**Brief**
Please name the DynamoDB table that the Terragrunt backend text below sets in its remote state config.

**Text passage**

•••

Root terragrunt.hcl: backend generation
The root terragrunt.hcl defines the remote state backend once. Every environment inherits it, with the state path automatically derived from the directory structure:
# infrastructure/terragrunt.hcl
locals {
account_id = get_aws_account_id()
region = "us-east-1"
# Extract environment from the directory path
# e.g. infrastructure/production/eks → "production"
env = element(split("/", path_relative_to_include()), 0)
}
remote_state {
backend = "s3"
generate = {
path = "backend.tf"
if_exists = "overwrite_terragrunt"
}
config = {
bucket = "my-company-terraform-state-${local.account_id}"
key = "${path_relative_to_include()}/terraform.tfstate"
region = local.region
encrypt = true
dynamodb_table = "terraform-state-locks"
}
}
generate "provider" {
path = "provider.tf"
if_exists = "overwrite_terragrunt"
contents = <<EOF
provider "aws" {
region = "${local.region}"
default_tags {
tags = {
ManagedBy = "Terragrunt"
Environment = "${local.env}"
}
}
}
EOF
}
Every environment automatically gets a backend config. The S3 key is derived from the path — dev/eks/terraform.tfstate, production/vpc/terraform.tfstate — without writing a single backend block in the environment configs.
Environment-level config
Each environment-level terragrunt.hcl inherits the root config and optionally sets environment-wide inputs:
# infrastructure/production/terragrunt.hcl
include "root" {
path = find_in_parent_folders()

•••

**Extracted data**

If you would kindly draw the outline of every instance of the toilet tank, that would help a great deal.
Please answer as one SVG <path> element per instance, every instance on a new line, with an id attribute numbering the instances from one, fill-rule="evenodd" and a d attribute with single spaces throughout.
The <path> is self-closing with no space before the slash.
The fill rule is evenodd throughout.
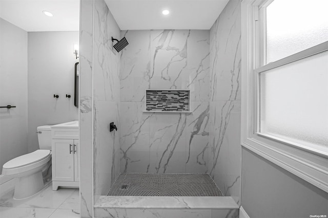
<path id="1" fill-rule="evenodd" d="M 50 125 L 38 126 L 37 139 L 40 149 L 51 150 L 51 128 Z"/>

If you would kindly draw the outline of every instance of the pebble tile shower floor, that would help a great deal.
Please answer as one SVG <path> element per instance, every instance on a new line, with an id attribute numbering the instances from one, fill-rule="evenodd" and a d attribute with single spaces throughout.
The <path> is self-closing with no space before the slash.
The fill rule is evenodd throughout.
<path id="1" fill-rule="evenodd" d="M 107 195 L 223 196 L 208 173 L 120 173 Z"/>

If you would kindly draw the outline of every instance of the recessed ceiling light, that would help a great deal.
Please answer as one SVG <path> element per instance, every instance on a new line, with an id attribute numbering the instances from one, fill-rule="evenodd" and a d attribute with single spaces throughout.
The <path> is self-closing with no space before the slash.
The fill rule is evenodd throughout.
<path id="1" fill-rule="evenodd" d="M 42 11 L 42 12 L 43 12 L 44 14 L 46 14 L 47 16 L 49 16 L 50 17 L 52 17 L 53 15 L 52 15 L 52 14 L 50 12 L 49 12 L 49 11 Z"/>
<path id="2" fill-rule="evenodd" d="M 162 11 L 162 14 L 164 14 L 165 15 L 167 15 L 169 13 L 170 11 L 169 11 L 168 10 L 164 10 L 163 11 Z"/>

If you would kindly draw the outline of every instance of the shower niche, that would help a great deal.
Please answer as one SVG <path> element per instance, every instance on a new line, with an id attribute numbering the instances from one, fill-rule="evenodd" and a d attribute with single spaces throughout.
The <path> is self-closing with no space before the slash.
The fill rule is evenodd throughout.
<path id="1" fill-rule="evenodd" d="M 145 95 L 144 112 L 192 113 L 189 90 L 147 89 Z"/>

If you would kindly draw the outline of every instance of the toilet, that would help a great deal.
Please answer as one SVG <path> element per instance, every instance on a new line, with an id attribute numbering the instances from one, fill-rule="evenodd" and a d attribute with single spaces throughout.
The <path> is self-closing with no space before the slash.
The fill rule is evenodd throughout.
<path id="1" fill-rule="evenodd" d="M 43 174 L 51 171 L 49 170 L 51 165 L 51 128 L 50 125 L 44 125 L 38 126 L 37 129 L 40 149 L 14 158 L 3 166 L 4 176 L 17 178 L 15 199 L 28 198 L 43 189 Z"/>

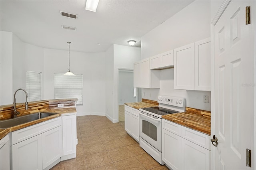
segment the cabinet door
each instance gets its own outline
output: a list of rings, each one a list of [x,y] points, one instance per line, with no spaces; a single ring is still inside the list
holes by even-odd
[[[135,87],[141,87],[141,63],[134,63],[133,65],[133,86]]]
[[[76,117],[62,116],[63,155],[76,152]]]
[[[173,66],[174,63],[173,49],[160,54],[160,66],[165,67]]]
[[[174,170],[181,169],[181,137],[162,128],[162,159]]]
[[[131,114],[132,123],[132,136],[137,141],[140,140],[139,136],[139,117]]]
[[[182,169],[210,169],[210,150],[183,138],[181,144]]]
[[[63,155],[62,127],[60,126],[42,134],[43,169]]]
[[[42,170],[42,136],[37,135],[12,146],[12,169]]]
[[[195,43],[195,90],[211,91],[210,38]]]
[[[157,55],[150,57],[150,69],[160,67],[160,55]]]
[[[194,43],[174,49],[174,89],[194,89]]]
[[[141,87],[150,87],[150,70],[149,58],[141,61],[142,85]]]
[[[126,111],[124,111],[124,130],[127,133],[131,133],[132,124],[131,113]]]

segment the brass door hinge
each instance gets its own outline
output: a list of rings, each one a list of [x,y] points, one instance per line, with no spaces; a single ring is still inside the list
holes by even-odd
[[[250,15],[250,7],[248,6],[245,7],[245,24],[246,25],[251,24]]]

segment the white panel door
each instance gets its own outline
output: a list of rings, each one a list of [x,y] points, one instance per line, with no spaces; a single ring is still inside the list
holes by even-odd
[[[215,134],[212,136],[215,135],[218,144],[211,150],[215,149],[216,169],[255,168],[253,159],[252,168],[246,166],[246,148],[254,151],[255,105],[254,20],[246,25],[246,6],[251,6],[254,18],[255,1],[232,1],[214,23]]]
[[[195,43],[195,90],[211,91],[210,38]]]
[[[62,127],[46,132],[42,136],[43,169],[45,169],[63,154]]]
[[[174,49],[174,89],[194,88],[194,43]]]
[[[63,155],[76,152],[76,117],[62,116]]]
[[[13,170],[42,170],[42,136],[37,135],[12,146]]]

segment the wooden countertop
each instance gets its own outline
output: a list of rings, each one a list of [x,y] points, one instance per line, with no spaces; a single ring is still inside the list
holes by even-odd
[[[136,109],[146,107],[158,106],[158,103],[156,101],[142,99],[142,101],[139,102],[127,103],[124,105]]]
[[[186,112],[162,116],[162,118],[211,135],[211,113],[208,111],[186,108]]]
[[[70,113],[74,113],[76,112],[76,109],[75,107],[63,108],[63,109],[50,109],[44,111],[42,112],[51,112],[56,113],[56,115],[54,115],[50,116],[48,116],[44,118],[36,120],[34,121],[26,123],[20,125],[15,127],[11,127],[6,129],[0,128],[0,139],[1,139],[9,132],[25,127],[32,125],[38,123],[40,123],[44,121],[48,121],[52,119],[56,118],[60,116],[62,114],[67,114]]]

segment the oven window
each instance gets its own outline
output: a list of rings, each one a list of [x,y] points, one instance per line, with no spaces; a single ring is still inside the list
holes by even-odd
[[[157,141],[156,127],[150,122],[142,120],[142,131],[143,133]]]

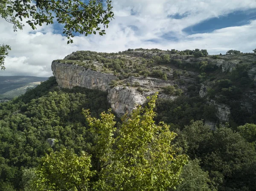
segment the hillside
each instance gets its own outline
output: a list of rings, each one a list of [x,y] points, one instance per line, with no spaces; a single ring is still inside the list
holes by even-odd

•••

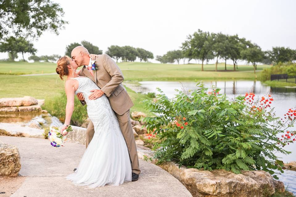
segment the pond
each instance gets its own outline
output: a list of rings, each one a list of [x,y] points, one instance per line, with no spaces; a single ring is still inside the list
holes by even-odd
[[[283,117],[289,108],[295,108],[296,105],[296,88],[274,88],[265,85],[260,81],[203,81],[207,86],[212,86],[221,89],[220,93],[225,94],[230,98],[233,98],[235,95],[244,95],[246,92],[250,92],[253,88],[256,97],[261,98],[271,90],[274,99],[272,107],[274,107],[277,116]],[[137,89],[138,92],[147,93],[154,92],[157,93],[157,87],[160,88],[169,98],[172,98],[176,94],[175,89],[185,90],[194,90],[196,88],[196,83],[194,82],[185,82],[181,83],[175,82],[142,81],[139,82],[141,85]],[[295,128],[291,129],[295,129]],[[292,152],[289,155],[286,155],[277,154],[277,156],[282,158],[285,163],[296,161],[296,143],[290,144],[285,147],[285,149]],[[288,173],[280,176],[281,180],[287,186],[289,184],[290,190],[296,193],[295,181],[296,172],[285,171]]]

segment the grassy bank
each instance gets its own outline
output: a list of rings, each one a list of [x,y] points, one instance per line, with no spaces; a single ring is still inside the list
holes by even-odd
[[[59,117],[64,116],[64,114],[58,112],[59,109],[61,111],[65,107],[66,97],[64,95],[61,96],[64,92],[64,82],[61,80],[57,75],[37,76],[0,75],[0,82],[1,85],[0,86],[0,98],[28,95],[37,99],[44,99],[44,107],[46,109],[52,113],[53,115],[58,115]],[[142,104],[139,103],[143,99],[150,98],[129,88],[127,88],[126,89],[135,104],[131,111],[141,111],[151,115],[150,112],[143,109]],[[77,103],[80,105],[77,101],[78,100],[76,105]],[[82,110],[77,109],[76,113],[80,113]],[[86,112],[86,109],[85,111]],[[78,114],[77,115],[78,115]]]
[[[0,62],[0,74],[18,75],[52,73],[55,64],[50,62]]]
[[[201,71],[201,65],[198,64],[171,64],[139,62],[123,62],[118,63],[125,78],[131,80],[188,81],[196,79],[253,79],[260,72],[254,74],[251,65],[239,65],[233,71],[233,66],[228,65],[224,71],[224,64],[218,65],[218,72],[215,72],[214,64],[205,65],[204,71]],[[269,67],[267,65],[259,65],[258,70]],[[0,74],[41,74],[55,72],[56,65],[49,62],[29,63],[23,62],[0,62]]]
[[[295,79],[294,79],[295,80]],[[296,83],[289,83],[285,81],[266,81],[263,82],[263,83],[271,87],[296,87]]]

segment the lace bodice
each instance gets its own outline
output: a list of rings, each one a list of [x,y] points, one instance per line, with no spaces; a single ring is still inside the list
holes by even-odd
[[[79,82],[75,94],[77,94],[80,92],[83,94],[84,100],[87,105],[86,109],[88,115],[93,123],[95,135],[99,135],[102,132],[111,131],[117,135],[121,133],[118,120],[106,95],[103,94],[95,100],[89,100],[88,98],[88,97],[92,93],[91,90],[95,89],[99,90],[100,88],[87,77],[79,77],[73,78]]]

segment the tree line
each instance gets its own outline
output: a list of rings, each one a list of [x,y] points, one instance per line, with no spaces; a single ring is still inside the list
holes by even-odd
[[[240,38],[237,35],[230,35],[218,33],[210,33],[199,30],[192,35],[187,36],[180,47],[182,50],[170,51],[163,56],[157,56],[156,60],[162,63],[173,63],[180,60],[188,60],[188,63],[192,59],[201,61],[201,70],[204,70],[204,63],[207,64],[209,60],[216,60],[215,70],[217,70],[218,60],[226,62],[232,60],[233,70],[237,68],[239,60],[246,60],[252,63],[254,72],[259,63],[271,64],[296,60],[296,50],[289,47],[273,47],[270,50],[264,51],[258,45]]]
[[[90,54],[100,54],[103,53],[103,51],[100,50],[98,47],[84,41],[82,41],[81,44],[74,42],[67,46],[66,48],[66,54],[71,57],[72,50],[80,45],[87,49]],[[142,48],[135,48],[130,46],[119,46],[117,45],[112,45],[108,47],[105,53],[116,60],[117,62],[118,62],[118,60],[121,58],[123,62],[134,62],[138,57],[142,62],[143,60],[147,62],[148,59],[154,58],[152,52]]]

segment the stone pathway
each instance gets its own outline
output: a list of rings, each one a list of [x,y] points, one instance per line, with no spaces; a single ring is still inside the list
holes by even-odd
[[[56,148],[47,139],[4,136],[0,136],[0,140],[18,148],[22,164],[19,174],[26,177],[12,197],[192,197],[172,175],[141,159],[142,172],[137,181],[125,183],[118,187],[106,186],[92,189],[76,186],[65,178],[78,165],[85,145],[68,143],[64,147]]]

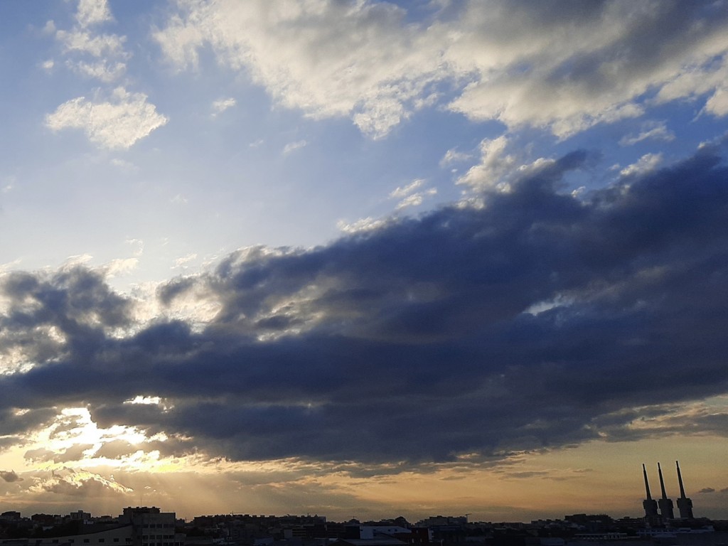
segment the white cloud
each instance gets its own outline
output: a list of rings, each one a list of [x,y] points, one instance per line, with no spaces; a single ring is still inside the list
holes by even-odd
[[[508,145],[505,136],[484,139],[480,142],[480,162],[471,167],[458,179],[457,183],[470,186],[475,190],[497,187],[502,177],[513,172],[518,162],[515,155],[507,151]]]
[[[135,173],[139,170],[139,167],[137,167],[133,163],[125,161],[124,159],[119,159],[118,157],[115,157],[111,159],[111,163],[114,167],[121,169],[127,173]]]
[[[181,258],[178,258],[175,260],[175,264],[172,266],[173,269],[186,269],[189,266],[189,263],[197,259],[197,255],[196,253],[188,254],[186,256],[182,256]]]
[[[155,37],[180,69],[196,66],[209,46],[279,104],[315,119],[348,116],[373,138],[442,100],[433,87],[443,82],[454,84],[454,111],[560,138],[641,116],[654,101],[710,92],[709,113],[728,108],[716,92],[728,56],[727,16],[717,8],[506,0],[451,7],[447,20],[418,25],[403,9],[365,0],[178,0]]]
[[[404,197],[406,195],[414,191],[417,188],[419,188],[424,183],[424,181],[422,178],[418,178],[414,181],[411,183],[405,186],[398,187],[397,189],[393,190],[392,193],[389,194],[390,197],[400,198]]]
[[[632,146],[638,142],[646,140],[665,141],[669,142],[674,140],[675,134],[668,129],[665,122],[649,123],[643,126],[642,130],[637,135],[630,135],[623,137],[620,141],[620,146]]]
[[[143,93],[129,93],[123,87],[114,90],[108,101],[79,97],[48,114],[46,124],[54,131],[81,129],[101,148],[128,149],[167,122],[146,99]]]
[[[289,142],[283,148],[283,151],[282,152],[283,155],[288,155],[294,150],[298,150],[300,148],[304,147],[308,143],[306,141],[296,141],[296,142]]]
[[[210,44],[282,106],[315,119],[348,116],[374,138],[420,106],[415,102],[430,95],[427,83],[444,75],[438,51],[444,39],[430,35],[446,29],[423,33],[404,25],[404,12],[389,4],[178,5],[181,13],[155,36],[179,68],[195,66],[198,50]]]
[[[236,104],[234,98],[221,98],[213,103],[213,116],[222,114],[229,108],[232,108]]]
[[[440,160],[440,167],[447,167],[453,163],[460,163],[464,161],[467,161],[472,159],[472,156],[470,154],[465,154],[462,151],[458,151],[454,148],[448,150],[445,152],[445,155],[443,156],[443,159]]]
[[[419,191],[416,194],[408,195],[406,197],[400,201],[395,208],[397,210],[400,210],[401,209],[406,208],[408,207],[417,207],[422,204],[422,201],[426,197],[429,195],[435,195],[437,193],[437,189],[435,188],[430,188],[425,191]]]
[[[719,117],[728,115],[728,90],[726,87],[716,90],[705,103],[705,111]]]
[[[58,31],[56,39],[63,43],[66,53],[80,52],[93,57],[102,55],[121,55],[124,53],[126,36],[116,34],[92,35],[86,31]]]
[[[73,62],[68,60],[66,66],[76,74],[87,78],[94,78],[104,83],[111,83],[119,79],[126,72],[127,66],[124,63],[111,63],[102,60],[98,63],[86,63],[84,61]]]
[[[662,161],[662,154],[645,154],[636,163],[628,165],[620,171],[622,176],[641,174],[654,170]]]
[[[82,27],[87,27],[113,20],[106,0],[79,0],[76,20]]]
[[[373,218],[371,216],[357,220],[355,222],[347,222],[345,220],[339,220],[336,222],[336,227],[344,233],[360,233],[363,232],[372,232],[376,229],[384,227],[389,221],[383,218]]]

•••

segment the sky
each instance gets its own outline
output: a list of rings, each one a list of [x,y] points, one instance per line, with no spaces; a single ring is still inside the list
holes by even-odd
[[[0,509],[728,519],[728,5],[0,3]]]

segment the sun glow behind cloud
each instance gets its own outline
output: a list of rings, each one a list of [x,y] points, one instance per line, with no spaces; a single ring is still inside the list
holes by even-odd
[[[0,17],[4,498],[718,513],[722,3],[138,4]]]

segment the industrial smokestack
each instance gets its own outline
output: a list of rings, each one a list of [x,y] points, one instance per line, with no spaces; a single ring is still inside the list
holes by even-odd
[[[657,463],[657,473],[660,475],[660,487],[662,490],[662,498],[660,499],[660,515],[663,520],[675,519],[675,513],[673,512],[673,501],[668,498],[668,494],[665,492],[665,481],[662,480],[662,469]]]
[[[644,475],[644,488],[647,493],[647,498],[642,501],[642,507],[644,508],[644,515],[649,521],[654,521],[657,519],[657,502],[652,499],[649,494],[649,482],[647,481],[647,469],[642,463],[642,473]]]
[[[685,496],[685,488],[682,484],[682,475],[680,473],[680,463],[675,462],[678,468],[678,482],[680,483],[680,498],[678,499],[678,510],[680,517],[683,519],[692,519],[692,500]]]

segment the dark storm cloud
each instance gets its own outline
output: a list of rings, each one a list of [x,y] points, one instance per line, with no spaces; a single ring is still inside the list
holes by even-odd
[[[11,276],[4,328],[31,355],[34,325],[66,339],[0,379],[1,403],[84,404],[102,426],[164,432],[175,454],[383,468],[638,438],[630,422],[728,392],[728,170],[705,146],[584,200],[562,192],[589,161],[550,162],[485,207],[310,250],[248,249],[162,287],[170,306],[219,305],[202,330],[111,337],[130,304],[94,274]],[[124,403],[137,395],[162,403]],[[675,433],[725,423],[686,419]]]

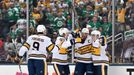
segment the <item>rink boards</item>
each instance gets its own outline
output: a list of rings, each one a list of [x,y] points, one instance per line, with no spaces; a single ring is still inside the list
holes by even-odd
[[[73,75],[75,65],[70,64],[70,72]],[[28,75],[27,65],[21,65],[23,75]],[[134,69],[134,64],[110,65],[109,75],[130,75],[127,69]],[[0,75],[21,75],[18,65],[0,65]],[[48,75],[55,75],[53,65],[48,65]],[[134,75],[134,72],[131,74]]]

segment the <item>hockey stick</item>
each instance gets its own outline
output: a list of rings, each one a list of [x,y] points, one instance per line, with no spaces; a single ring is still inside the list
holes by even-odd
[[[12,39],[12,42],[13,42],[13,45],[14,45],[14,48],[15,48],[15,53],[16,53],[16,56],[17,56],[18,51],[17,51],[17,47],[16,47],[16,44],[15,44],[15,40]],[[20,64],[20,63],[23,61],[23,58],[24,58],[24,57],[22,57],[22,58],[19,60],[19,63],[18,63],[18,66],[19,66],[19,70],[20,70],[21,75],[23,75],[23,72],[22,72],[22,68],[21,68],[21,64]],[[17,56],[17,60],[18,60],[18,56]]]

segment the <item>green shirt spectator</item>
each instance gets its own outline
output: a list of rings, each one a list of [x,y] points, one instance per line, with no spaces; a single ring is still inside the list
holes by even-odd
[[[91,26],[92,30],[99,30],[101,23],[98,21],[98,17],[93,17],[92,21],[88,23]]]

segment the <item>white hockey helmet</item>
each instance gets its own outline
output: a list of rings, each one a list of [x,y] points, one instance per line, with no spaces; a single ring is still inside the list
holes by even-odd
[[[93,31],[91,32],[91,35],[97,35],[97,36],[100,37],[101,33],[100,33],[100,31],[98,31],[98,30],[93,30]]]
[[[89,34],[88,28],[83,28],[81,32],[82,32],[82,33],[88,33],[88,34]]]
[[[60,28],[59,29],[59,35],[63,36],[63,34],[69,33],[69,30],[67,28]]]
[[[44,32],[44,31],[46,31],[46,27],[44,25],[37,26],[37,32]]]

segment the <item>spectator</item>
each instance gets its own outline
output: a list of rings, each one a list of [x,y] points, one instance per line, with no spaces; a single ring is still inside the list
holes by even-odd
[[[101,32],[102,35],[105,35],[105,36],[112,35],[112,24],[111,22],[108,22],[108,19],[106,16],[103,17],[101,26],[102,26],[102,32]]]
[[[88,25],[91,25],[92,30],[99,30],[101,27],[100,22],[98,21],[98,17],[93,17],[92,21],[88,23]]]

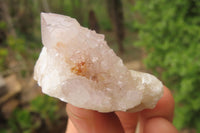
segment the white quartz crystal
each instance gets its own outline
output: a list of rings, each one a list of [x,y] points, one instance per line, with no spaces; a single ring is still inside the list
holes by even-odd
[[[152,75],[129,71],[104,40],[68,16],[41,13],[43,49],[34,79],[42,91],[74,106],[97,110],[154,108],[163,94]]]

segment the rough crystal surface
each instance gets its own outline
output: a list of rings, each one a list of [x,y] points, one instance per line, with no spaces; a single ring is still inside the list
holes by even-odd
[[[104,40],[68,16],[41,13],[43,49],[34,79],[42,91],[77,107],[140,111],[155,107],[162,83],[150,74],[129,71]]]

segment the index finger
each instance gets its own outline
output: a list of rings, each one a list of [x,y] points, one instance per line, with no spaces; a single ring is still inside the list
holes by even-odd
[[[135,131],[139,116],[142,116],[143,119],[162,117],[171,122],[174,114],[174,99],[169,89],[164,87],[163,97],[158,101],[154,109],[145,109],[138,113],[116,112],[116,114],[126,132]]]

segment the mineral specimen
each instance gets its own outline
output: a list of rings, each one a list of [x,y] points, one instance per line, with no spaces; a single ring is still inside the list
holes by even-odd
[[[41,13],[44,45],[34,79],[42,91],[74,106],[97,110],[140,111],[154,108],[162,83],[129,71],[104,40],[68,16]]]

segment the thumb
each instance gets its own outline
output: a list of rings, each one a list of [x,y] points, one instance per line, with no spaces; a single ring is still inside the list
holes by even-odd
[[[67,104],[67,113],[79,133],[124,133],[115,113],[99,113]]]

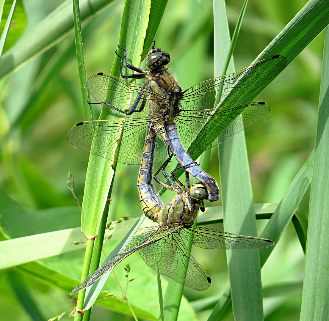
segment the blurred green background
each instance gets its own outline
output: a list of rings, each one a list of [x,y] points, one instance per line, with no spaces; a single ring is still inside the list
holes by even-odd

•••

**Finished task**
terraform-state-locks